#### [Given task]
Transcribe every line of the records below, reproducing each one without any change.

---------- Records to process ----------

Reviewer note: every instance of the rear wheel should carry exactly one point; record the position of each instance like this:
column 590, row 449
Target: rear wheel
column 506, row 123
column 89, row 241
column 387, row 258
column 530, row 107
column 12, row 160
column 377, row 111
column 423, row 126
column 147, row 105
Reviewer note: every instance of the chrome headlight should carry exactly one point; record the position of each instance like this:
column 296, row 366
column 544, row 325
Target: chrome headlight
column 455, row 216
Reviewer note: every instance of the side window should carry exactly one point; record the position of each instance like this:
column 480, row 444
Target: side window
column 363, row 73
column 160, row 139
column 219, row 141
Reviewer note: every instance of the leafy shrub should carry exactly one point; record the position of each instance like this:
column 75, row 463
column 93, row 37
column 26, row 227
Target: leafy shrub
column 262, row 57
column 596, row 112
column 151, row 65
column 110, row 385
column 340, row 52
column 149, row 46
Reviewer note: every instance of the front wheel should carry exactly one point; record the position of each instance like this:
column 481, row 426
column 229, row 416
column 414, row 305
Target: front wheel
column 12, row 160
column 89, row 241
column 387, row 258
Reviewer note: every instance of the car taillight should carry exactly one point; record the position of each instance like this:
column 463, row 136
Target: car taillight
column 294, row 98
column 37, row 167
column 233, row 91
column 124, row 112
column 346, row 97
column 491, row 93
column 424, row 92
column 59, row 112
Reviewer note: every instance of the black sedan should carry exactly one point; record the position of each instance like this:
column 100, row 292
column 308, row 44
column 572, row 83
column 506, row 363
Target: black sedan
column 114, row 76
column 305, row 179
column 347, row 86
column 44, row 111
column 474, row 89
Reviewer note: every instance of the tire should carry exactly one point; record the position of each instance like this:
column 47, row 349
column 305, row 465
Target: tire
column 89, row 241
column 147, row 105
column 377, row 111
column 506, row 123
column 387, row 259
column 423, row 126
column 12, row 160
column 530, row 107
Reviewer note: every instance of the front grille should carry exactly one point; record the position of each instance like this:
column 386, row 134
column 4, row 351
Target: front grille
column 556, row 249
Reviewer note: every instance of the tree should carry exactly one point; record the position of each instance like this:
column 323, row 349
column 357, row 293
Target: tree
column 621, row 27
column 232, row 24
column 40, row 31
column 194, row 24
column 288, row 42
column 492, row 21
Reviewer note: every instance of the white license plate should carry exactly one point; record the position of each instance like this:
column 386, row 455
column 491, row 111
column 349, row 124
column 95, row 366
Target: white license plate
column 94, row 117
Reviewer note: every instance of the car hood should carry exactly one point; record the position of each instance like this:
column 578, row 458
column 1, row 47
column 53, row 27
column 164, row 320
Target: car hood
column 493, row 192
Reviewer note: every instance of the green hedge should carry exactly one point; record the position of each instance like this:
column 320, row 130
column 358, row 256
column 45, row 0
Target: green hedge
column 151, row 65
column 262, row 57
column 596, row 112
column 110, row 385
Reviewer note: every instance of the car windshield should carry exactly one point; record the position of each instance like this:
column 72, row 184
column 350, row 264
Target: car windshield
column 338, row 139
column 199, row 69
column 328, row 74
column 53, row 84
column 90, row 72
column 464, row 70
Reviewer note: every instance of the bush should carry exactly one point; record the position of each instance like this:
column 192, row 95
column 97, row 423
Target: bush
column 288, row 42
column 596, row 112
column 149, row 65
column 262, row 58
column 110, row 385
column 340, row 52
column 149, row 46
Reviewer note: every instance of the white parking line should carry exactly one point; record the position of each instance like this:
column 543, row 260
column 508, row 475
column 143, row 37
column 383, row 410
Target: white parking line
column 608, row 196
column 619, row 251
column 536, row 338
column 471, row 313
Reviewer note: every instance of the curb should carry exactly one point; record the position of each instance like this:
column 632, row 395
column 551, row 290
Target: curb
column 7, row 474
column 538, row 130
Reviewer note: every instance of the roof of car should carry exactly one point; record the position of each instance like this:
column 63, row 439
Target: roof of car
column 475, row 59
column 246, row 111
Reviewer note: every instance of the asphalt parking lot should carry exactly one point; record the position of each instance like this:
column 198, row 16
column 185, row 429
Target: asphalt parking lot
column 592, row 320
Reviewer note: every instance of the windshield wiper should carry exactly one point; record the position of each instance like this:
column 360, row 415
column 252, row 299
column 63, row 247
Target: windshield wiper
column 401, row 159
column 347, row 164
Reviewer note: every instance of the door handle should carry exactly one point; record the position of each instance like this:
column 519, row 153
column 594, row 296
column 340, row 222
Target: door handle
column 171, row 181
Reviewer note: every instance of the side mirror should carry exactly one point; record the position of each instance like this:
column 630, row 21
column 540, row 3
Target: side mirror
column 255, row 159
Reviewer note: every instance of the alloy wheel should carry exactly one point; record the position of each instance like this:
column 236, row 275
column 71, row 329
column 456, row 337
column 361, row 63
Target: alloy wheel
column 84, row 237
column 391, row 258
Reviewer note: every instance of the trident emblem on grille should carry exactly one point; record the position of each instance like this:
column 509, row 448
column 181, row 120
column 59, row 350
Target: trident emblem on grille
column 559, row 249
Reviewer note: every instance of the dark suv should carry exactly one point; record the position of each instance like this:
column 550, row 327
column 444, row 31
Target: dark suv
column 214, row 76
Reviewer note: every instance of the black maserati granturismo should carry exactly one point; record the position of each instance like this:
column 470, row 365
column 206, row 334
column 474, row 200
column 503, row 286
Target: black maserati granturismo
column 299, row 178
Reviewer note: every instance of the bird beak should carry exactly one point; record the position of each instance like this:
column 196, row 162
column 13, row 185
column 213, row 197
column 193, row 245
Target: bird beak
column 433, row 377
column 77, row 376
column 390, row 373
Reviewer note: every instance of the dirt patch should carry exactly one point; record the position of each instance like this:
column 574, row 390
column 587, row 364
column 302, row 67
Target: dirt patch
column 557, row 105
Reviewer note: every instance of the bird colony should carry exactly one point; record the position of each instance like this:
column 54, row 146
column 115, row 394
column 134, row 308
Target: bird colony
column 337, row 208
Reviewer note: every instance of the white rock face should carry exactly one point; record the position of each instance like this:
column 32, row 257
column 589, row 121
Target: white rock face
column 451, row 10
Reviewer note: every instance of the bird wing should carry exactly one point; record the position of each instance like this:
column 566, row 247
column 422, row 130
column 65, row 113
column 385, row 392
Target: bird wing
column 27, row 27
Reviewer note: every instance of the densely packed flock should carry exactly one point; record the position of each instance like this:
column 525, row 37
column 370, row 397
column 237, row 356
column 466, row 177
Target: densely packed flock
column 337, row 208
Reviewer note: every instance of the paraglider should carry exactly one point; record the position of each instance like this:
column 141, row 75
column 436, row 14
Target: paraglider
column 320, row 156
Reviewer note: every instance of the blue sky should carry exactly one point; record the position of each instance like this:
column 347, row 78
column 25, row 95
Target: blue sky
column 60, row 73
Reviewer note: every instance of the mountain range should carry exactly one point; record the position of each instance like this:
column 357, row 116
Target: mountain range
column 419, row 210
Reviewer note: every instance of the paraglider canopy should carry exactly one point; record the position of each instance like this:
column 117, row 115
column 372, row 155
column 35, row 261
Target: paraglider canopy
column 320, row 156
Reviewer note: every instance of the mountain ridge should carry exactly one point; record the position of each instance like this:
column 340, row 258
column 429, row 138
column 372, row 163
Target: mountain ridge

----------

#### [Exercise response]
Reviewer note: every instance of the rear wheel should carry exactly one point; record the position of each instance like this:
column 590, row 449
Target: rear wheel
column 506, row 123
column 89, row 241
column 387, row 258
column 530, row 107
column 12, row 160
column 377, row 111
column 423, row 126
column 147, row 105
Reviewer note: every instance of the chrome headlight should carry exactly one point; record the position of each instance like this:
column 296, row 366
column 544, row 325
Target: chrome headlight
column 455, row 216
Reviewer note: every instance of the side window should carry exactly one point; record the position of each instance like this:
column 480, row 444
Target: side window
column 363, row 73
column 160, row 139
column 219, row 141
Reviewer note: every instance of the leafy shrub should carry exactly one point; record the position of each instance like this:
column 75, row 463
column 93, row 37
column 26, row 227
Target: leafy shrub
column 262, row 57
column 596, row 112
column 151, row 65
column 110, row 385
column 340, row 52
column 149, row 46
Reviewer note: every instance of the front wheel should carry exactly one point; record the position of each instance like this:
column 481, row 426
column 229, row 416
column 414, row 305
Target: front wheel
column 12, row 160
column 89, row 241
column 387, row 258
Reviewer note: every instance of the car taillight should carry exactly one point; record the position of each instance like this:
column 463, row 136
Target: car taillight
column 294, row 98
column 37, row 167
column 233, row 91
column 124, row 112
column 346, row 97
column 491, row 93
column 424, row 92
column 59, row 112
Reviewer note: every instance of the black sedan should carry exactly one point; record the position of each instance like this:
column 100, row 292
column 308, row 44
column 572, row 83
column 506, row 363
Target: black sedan
column 114, row 76
column 305, row 179
column 347, row 86
column 44, row 111
column 474, row 89
Reviewer note: every instance of the tire should carry exactly one point; record the position of each instance like this:
column 47, row 349
column 305, row 465
Target: tire
column 89, row 241
column 147, row 105
column 377, row 111
column 506, row 123
column 387, row 259
column 423, row 126
column 12, row 160
column 530, row 107
Reviewer note: every instance of the front grille should carry exactly one point; record the position of each instance like this:
column 386, row 134
column 4, row 351
Target: front grille
column 556, row 249
Reviewer note: every instance of the tree should carry exactly one point; record the position of each instance like this:
column 323, row 349
column 357, row 293
Target: tree
column 621, row 27
column 232, row 24
column 40, row 31
column 194, row 24
column 288, row 42
column 492, row 21
Reviewer note: every instance of the white license plate should carry exactly one point; record the position of each instance like this:
column 386, row 455
column 491, row 111
column 349, row 124
column 95, row 366
Target: white license plate
column 94, row 117
Reviewer note: every instance of the car hood should carry exactly one point; record the position of each instance like this:
column 578, row 458
column 1, row 47
column 53, row 27
column 164, row 320
Target: car hood
column 493, row 192
Reviewer note: every instance of the green hedge should carry exactly one point; record the position of each instance like this:
column 320, row 130
column 358, row 256
column 45, row 0
Target: green hedge
column 151, row 65
column 262, row 57
column 596, row 112
column 110, row 385
Reviewer note: every instance of the car windshield should carry exactly one point; record the position of each instance like this:
column 72, row 184
column 350, row 264
Target: car windshield
column 338, row 139
column 199, row 69
column 328, row 74
column 53, row 84
column 90, row 72
column 464, row 70
Reviewer note: every instance of the bush should carry exactly one point; record the position of each instance like this:
column 192, row 95
column 97, row 423
Target: bush
column 288, row 42
column 596, row 112
column 149, row 65
column 262, row 58
column 110, row 385
column 340, row 52
column 149, row 46
Reviewer note: every instance of the white parking line should carry exactly one point; record the position of each instance like this:
column 543, row 260
column 508, row 475
column 143, row 37
column 383, row 410
Target: white parking line
column 608, row 196
column 619, row 251
column 536, row 338
column 471, row 313
Reviewer note: every instance of the curb should carry exactly one point; record the position of each instance like this:
column 632, row 395
column 551, row 290
Target: curb
column 7, row 474
column 538, row 130
Reviewer note: every instance of the roof of car should carry exactly one point; record the position of each instance like this:
column 63, row 439
Target: roof of car
column 475, row 59
column 246, row 111
Reviewer note: every instance of the asphalt parking lot should carry exactly one point; record the position of each instance like this:
column 198, row 16
column 185, row 429
Target: asphalt parking lot
column 592, row 320
Reviewer note: every instance of the windshield wiper should carry exactly one point; record the position of each instance like this:
column 360, row 415
column 252, row 299
column 63, row 247
Target: windshield wiper
column 401, row 159
column 347, row 164
Reviewer note: every instance of the door handle should carry exactly one point; record the position of each instance like this:
column 519, row 153
column 594, row 296
column 340, row 222
Target: door handle
column 171, row 181
Reviewer note: every instance of the side mirror should carry exactly one point; record the position of each instance like this:
column 630, row 21
column 540, row 3
Target: side mirror
column 255, row 159
Reviewer note: every instance of the alloy wheel should carry exactly one point; record the position of each instance like this:
column 236, row 275
column 71, row 329
column 456, row 337
column 361, row 63
Target: alloy wheel
column 84, row 237
column 391, row 258
Reviewer note: every instance of the trident emblem on grille should carry exactly one point; record the position of each instance like this:
column 509, row 448
column 181, row 120
column 59, row 350
Target: trident emblem on grille
column 559, row 249
Reviewer note: every instance of the dark suv should carry exactly one point; record the position of each instance like this:
column 550, row 327
column 444, row 31
Target: dark suv
column 214, row 76
Reviewer note: every instance of the black maserati granturismo should carry exactly one point; record the position of each instance like this:
column 470, row 365
column 206, row 334
column 474, row 200
column 503, row 286
Target: black maserati granturismo
column 299, row 178
Reviewer note: every instance of the bird beak should carry exactly one point; record the position of each instance like this:
column 196, row 162
column 13, row 185
column 213, row 197
column 193, row 245
Target: bird beak
column 433, row 377
column 77, row 376
column 390, row 373
Reviewer note: every instance of the dirt patch should carry exactly one point; record the position of each instance like this:
column 574, row 390
column 587, row 364
column 302, row 67
Target: dirt patch
column 557, row 105
Reviewer note: every instance of the bird colony should carry exactly one point; record the position of each instance like this:
column 54, row 146
column 115, row 394
column 134, row 308
Target: bird colony
column 337, row 208
Reviewer note: every instance of the white rock face should carry exactly one point; record the position of each instance like this:
column 32, row 257
column 589, row 121
Target: white rock face
column 451, row 10
Reviewer note: every instance of the bird wing should carry exactly one point; record the position of each instance like this:
column 566, row 247
column 422, row 130
column 65, row 113
column 385, row 392
Target: bird wing
column 27, row 27
Reviewer note: every instance of the densely packed flock should carry exactly one point; record the position of each instance like this:
column 525, row 37
column 370, row 397
column 237, row 356
column 466, row 177
Target: densely packed flock
column 337, row 208
Reviewer note: every instance of the paraglider should carry exactly one point; record the position of each instance like this:
column 141, row 75
column 436, row 14
Target: paraglider
column 320, row 156
Reviewer note: every instance of the blue sky should carry exactly one point; record the position of each instance like this:
column 347, row 78
column 25, row 95
Target: blue sky
column 60, row 73
Reviewer note: every instance of the mountain range should carry exactly one point; record the position of each instance like this:
column 357, row 116
Target: mountain range
column 419, row 210
Reviewer note: every instance of the paraglider canopy should carry exactly one point; record the position of each instance like this:
column 117, row 115
column 372, row 155
column 35, row 261
Target: paraglider canopy
column 320, row 156
Reviewer note: every instance of the mountain ridge should carry exactly one point; record the position of each instance like this:
column 340, row 258
column 429, row 138
column 372, row 163
Target: mountain ridge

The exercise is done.